| Try it |
Starting with the line that contains "of the red-skinned", reproduce each line through the end of the listing below, with no other output.
________________
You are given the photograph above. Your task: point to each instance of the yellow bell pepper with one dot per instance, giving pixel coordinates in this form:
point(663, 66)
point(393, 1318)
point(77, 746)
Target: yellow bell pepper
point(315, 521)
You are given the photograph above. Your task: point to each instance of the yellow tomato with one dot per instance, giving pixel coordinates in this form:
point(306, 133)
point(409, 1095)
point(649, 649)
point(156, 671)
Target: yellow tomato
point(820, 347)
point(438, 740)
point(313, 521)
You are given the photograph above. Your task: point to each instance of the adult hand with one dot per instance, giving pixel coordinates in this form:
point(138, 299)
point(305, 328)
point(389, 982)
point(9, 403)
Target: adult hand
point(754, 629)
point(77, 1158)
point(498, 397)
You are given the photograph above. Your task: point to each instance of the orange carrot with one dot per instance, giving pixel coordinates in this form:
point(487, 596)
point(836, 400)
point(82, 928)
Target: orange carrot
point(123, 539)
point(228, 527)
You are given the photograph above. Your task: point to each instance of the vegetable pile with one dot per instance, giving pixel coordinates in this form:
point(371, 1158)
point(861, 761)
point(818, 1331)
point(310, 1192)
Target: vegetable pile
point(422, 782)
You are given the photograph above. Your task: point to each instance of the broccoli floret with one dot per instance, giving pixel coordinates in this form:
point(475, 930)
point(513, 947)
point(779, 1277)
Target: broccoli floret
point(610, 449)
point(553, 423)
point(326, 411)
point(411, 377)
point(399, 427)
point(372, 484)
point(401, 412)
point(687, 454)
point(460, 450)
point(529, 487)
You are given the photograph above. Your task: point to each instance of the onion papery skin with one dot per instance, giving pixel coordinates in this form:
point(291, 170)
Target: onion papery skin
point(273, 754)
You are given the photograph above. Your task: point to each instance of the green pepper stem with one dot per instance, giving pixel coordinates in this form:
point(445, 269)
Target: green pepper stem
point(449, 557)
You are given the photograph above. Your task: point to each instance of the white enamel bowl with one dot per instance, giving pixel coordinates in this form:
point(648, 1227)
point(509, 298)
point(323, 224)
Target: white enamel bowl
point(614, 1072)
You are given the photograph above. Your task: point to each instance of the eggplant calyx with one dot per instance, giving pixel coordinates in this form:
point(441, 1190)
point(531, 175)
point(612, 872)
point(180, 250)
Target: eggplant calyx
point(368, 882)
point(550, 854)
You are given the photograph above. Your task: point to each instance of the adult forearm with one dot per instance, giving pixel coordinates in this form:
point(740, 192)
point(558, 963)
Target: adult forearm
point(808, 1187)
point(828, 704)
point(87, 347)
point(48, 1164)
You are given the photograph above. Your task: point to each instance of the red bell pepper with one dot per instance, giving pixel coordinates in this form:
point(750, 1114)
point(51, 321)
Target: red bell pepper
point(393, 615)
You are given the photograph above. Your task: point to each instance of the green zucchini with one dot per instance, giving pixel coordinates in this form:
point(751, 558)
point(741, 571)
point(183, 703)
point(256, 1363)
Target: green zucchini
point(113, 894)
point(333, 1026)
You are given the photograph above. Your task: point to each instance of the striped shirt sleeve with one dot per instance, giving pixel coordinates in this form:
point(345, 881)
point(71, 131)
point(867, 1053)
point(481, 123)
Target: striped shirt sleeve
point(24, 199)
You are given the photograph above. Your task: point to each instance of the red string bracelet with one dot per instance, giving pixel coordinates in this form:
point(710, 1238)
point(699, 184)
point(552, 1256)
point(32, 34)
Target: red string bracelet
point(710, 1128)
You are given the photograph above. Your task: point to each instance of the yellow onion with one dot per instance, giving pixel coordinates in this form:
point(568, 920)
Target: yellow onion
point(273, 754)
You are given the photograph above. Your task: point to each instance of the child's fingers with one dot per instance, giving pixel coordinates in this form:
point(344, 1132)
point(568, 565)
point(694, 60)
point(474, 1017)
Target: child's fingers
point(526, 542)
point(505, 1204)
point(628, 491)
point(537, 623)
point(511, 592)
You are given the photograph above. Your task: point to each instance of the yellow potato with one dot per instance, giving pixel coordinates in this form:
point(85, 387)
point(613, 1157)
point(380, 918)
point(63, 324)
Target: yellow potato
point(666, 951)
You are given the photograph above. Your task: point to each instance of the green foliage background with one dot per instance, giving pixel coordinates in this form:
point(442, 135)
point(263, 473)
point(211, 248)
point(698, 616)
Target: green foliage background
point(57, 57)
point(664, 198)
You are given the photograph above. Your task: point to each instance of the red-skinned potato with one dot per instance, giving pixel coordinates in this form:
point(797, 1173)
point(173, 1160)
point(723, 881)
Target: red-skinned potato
________________
| Response below |
You are given the photograph above. Your task: point to each instance of the red-skinned potato with one dot per instance, giving pixel coordinates in this form:
point(797, 1173)
point(173, 1160)
point(723, 881)
Target: red-skinned potato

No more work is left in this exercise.